__Page excerpt__
Twelve-step culture—with a success rate that Lance Dodes, a retired Harvard Medical School psychiatry professor, estimated at between 5 and 8 percent—took over the treatment landscape. Emboldened by glitzy reality TV shows, celebrity endorsements and promises of a luxurious recovery, the market grew receptive to unproven treatments. This came at the expense of medication-assisted treatment, which initially consisted of methadone, whose proven clinical value suffered from stigma and stringent regulations.
Enter buprenorphine. The drug first drew attention in the 1970s when it was marketed as a nonaddictive painkiller, despite its potential to reduce cravings for other opioids and treat depression and anxiety. “I can’t tell you what really went on behind closed doors in executive boardrooms,” Arnold Washton, a psychologist who specializes in substance use disorder treatment and practices in New Jersey and New York, told Filter, “but the sense that those of us in the field got is that they did not want the image of the drug tainted.”
Decades later, buprenorphine, commonly prescribed under the brand name Suboxone, is, like methadone, a critical tool for people with opioid addiction. Both Zerbo and Washton are huge proponents of the clinically validated drug, especially in combination with therapy.
The stigma of medication-assisted treatment remains, causing some patients to reject buprenorphine and methadone entirely.
Still, burdensome regulation and corporate policy cap the medication’s prevalence. To prescribe it, physicians must take a special course, obtain a license and open their clinics up to DEA inspections. They can only prescribe buprenorphine to so many patients—a limitation known as the “X Waiver.”
And while insurance regulations have become friendlier to buprenorphine, Zerbo said that payers use legal workarounds to avoid covering the drug. Prior authorization requirements can slow prescribing times and increase physician burden—and thus their reluctance to prescribe buprenorphine. Finally, the stigma of medication-assisted treatment remains, causing some patients to reject buprenorphine and methadone entirely.
These pathways existed when my cousin Kelsey sought treatment, but they were less accessible than they are now. While government and passionate physicians and advocates have succeeded in expanding reach, they have a ways to go. Still, I wonder if this path or a more committed health insurer might have empowered Kelsey to survive. The evidence says it’s likely.
I grew overwhelmed while writing this piece. I took a walk through the woods on a bitter-cold December day, much like one I spent with Kelsey when we were younger. I recalled telling her about some teenage problem or accomplishment of mine. She was attentive and compassionate, like always. As I searched my mind for a conclusion, I could find only one: I miss her. So much.
What could have saved my cousin? There are clearly things that would have improved her odds, but no one knows for certain.
“You can’t deny the fact that criminal justice involvement is a health risk and an overdose risk.”
Each harm reduction policy or innovation plays an important role in reducing opioid-related deaths. But as my sources pointed out, each potential solution faces challenges posed by common forces: criminalization and stigmatization. While those things persist, people like Kelsey will continue to be forced into secrecy and shame and placed at heightened risk.
“You can’t deny the fact that criminal justice involvement is a health risk and an overdose risk,” Vakharia said. Over the past decade, the US has made great strides in caring for people with opioid addiction. But we’ve yet to take the biggest step. The one that might help people like my cousin—and your friends and loved ones—more than anything else.
* Dr. Vakharia is a member of the board of directors of The Influence Foundation, which operates Filter. The Drug Policy Alliance has provided a restricted grant to The Influence Foundation to support a drug war journalism diversity fellowship.

__Required work__
#1 Retype everything in the opioid treatment excerpt from "I grew overwhelmed" down to "her. So much.".
#2 Translate this sentence from the opioid treatment excerpt into Spanish: "I took a walk through the woods on a bitter-cold December day, much like one I spent with Kelsey when we were younger."
#3 Turn the paragraph of the opioid treatment excerpt that begins "Still, burdensome regulation" into a short bulleted list that keeps its main facts.
The rows play no part in anything done with the opioid treatment excerpt.

[Referring-expression pointing data]
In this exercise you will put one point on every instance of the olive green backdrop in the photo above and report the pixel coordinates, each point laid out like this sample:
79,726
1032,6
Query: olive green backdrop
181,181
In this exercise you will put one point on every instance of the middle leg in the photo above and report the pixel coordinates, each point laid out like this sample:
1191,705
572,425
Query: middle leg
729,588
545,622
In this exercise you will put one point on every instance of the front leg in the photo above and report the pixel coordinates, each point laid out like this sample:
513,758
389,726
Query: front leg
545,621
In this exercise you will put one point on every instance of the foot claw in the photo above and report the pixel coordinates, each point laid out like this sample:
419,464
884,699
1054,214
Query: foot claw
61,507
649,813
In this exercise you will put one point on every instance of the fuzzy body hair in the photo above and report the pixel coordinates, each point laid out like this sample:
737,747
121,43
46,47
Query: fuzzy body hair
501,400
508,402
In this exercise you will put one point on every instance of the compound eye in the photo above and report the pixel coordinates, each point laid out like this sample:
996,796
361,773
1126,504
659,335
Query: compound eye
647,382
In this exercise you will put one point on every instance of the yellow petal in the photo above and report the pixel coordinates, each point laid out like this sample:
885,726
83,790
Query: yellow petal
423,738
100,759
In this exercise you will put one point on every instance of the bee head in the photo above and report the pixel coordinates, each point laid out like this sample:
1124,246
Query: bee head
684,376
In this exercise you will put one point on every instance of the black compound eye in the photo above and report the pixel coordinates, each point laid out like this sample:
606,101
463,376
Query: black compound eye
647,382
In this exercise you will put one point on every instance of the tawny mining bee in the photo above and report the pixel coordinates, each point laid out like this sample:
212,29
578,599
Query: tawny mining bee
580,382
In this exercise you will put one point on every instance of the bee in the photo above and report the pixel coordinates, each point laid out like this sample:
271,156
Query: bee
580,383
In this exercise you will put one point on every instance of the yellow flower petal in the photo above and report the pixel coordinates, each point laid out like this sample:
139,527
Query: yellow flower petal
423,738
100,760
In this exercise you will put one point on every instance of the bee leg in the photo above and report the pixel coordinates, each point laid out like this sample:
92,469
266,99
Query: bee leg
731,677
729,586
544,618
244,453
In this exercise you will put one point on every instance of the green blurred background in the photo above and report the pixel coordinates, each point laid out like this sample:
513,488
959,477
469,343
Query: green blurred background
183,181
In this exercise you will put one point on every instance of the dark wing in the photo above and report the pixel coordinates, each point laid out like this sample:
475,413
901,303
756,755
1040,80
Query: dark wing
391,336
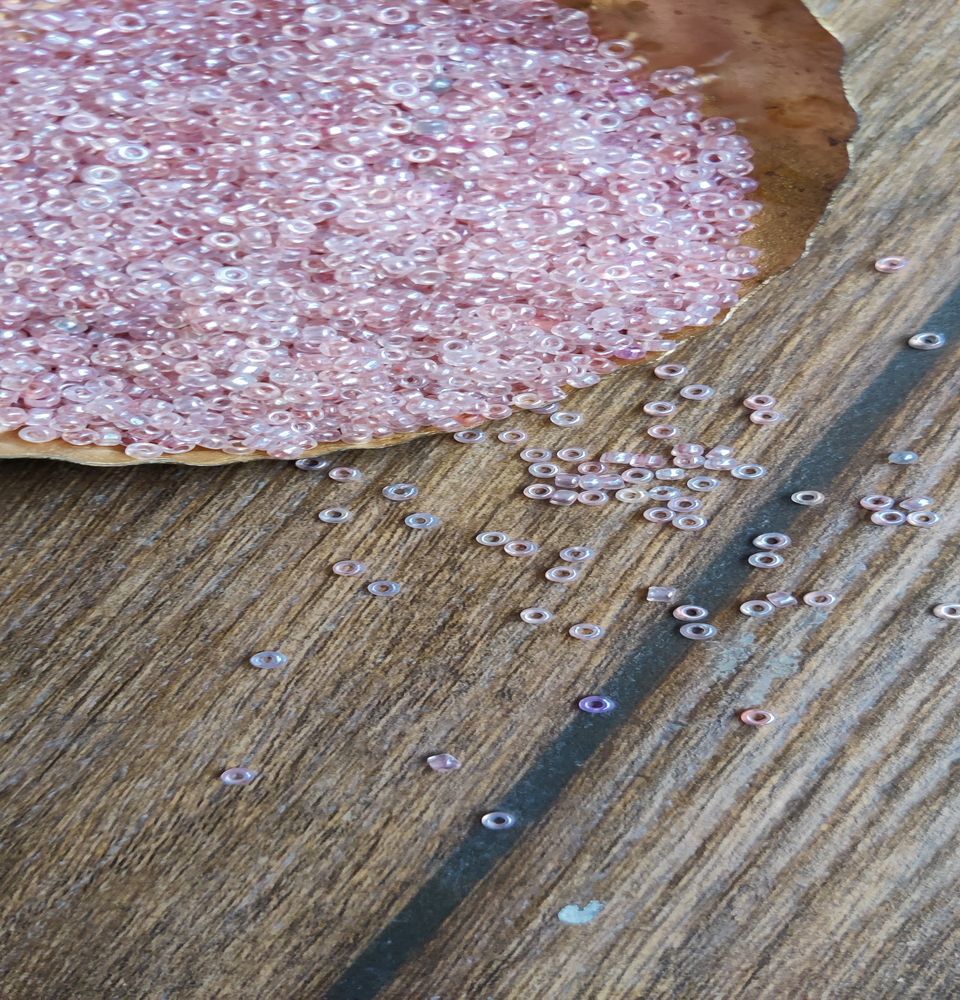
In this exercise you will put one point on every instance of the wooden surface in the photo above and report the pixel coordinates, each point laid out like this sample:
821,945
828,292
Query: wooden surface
811,859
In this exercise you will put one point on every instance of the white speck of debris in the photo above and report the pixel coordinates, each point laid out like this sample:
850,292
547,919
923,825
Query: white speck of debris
574,914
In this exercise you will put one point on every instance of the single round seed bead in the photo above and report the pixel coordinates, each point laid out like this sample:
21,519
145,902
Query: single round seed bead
948,612
539,491
757,717
660,408
521,547
929,341
512,437
697,391
662,431
422,521
766,417
781,599
400,491
577,553
349,567
876,501
498,820
586,630
469,436
238,776
334,515
888,518
772,540
888,265
765,560
493,538
345,474
820,599
536,616
269,660
596,704
593,498
670,371
659,515
756,609
703,484
698,630
916,503
689,613
760,402
313,464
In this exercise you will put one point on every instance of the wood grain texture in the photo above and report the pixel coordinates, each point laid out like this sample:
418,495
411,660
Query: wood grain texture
812,859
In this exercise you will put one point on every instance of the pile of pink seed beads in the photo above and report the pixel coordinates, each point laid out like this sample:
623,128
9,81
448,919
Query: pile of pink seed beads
267,226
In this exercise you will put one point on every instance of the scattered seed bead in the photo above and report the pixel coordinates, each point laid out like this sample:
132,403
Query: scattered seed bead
888,518
689,613
922,518
269,660
443,763
698,630
422,521
661,595
756,609
536,616
512,437
586,630
469,436
781,599
703,484
348,567
521,547
345,474
697,391
539,491
401,491
238,776
660,408
760,402
313,464
659,515
493,538
757,717
888,265
334,515
498,820
820,599
765,560
948,612
929,341
772,540
596,704
577,553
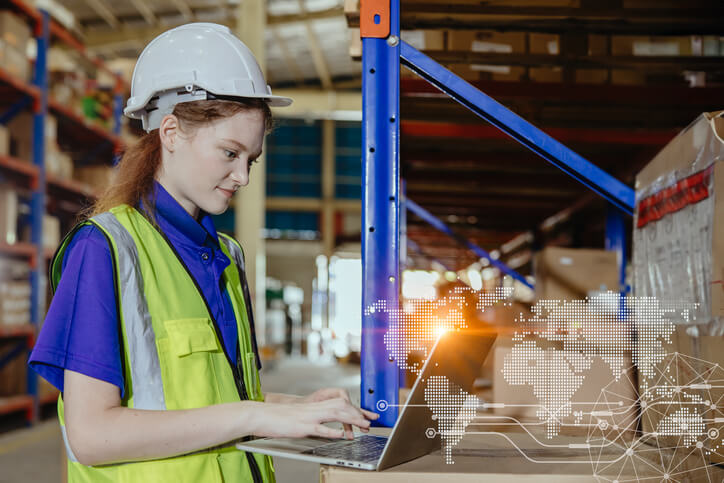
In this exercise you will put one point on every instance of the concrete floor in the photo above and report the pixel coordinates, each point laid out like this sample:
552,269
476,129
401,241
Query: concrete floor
33,454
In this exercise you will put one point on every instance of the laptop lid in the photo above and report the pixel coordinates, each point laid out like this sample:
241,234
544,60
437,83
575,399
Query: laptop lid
456,356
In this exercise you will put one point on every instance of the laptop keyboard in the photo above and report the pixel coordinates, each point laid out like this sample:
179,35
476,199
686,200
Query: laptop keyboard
365,448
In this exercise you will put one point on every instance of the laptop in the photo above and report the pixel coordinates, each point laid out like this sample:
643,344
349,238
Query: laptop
457,356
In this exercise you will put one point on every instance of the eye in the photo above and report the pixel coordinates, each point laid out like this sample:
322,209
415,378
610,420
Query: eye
230,154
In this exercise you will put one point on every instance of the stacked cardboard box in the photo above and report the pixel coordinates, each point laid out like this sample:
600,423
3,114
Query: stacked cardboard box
14,37
14,291
8,215
678,252
97,177
574,273
482,42
592,342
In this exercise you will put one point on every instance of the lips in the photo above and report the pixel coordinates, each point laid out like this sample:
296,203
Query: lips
228,193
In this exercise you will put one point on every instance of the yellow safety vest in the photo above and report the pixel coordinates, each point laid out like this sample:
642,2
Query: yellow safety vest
172,352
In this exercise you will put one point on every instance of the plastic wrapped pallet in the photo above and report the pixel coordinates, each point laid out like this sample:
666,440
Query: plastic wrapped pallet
678,256
678,239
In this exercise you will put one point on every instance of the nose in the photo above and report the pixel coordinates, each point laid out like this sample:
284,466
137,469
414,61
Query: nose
240,175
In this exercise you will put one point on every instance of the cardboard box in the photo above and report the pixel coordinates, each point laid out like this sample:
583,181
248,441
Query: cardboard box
546,74
544,43
676,196
58,163
627,77
21,134
424,39
678,240
591,76
14,302
51,232
14,30
97,177
598,385
484,41
573,273
8,215
482,458
14,61
14,269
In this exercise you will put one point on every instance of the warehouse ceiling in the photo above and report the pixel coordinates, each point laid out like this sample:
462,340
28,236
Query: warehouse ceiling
306,40
613,80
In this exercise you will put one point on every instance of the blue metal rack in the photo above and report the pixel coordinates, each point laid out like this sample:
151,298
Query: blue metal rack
382,54
36,97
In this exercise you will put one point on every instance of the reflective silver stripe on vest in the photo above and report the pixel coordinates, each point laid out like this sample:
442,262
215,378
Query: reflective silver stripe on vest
141,342
68,449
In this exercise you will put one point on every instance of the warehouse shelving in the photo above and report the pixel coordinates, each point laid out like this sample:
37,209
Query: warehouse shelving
75,130
382,54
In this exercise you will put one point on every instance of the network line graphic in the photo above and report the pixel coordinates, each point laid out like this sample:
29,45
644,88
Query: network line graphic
669,421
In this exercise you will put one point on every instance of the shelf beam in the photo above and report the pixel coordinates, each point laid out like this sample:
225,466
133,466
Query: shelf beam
104,11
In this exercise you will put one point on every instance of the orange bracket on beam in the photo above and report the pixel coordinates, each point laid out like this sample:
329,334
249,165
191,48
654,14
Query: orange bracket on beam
374,19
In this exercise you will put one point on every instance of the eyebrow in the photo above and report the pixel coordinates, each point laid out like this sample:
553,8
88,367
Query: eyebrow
242,146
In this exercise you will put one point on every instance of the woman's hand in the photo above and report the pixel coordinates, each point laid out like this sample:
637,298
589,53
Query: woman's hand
334,392
306,418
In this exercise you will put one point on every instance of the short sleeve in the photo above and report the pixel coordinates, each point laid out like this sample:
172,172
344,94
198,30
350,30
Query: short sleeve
81,331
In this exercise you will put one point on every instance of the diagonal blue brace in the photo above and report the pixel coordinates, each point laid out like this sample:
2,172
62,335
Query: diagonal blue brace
613,190
435,222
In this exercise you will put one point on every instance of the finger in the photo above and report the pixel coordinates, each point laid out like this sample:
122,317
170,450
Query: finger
327,432
369,414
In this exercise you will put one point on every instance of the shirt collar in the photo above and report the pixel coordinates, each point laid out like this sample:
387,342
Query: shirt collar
170,211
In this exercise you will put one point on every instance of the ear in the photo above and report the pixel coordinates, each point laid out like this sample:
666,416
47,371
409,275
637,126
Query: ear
169,132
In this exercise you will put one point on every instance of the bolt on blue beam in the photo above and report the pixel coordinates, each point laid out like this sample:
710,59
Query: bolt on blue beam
380,217
613,190
40,80
437,223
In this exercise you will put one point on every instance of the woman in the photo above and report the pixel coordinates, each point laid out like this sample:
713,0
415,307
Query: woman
150,334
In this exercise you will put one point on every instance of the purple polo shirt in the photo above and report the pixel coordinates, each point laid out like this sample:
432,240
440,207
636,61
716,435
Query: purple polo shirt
81,329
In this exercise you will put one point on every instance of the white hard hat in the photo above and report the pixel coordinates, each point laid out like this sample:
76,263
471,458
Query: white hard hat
194,62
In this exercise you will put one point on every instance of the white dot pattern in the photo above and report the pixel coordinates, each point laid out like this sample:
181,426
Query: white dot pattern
453,410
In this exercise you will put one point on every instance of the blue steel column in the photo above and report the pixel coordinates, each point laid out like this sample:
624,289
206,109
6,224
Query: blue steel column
117,113
616,241
40,80
380,215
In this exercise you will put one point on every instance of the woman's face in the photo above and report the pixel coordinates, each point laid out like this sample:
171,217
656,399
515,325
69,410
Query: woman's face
204,168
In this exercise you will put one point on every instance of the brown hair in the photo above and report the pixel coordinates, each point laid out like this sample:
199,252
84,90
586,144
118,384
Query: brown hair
135,173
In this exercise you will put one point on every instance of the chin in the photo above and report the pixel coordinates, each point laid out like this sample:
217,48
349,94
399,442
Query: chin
215,208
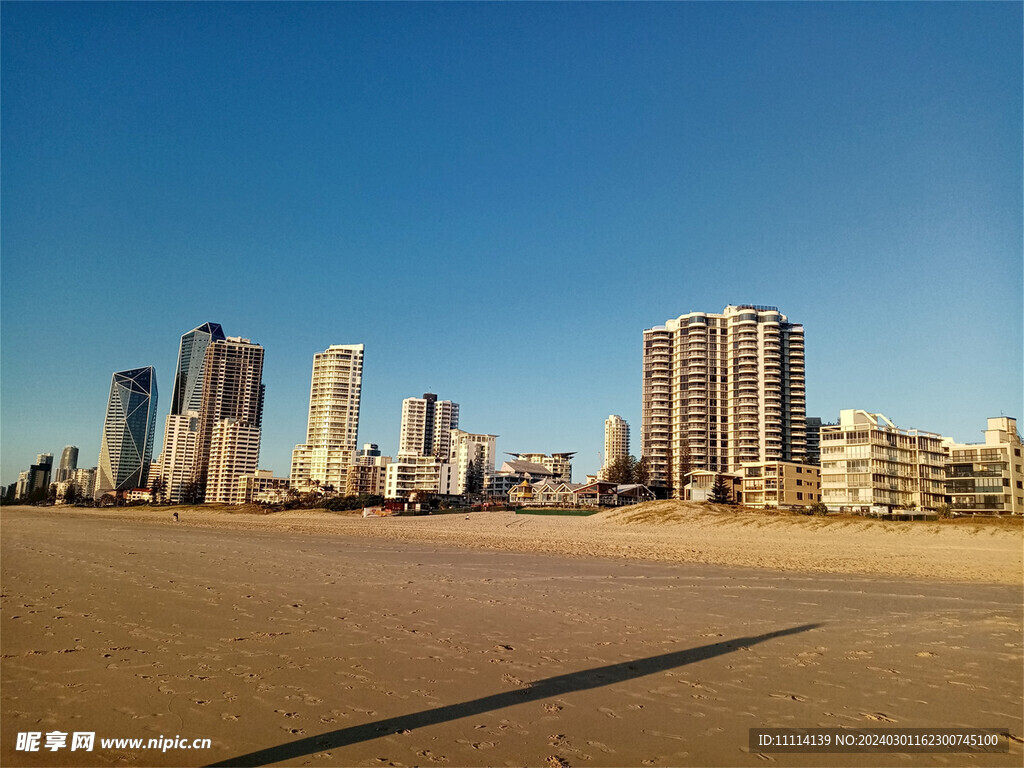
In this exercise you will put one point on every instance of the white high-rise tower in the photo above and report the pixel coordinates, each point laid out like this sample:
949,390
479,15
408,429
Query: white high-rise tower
720,390
334,419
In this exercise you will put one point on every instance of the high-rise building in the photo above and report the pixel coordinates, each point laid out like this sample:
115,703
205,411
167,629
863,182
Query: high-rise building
368,472
187,394
473,458
230,416
69,463
720,390
987,477
334,419
126,446
616,440
177,465
427,425
39,473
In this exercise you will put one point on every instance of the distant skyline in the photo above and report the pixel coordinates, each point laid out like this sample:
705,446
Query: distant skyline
496,200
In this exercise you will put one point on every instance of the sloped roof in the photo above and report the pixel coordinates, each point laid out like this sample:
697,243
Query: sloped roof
522,467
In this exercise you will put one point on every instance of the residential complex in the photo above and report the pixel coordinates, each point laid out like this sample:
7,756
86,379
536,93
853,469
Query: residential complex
560,465
720,390
867,462
780,484
178,463
616,440
126,445
411,474
987,477
368,472
230,417
473,459
333,425
69,463
427,425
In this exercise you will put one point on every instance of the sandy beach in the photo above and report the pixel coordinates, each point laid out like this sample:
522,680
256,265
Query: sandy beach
652,637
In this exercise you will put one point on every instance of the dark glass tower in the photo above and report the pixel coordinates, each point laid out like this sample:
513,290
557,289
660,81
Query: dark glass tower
126,449
187,394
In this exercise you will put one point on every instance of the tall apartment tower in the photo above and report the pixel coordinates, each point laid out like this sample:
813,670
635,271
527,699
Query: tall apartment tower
126,448
69,463
230,416
616,439
39,473
334,419
177,464
427,425
720,390
473,458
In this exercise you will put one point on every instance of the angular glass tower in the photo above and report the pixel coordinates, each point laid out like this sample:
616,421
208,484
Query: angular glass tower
187,394
126,449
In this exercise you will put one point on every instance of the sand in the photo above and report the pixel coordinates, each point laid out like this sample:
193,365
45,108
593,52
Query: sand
653,637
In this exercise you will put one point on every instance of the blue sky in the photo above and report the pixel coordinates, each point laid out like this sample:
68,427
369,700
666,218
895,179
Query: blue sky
498,199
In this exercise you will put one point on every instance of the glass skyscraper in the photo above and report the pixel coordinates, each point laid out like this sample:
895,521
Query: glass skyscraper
129,428
187,394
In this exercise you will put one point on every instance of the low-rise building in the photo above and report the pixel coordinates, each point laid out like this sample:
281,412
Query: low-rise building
780,484
498,484
261,487
986,477
867,462
544,494
560,465
603,494
412,474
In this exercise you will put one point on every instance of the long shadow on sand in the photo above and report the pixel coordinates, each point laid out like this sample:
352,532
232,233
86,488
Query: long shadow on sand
552,686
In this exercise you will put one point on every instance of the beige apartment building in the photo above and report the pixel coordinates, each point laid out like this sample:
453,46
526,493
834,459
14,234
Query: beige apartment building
333,425
368,472
616,440
867,462
560,465
780,484
986,477
721,390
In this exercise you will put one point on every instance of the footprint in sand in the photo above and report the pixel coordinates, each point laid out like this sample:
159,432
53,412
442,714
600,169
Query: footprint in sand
879,717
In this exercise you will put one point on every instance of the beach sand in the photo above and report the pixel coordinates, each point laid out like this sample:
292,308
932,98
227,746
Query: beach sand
651,637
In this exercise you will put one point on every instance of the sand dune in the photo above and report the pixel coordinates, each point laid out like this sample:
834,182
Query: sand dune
989,550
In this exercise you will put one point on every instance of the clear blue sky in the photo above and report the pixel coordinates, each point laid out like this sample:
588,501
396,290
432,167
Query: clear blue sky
498,199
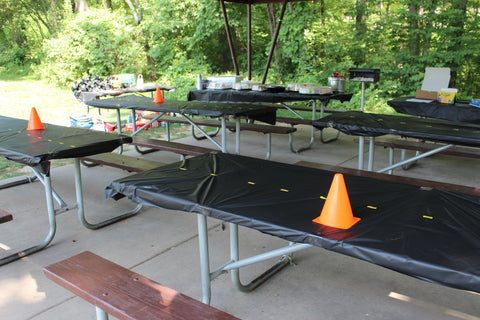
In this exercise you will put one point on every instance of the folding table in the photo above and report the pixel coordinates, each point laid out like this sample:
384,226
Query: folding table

__Outputs for the tasks__
#1
I grew overwhelmed while writing this piece. I took a walk through the woods on a bitter-cold December day, much like one I spent with Kelsey when we were younger. I recalled telling her about some teenage problem or accomplishment of mine. She was attentive and compassionate, like always. As I searched my mind for a conclusion, I could find only one: I miss her. So much.

#2 Di un paseo por el bosque en un día de diciembre helado, muy parecido a uno que pasé con Kelsey cuando éramos más jóvenes.

#3
- Burdensome regulation and corporate policy cap how widely buprenorphine is used.
- To prescribe it, physicians must take a special course, obtain a license and open their clinics to DEA inspections.
- Each physician can prescribe it to only a limited number of patients, a limitation known as the "X Waiver."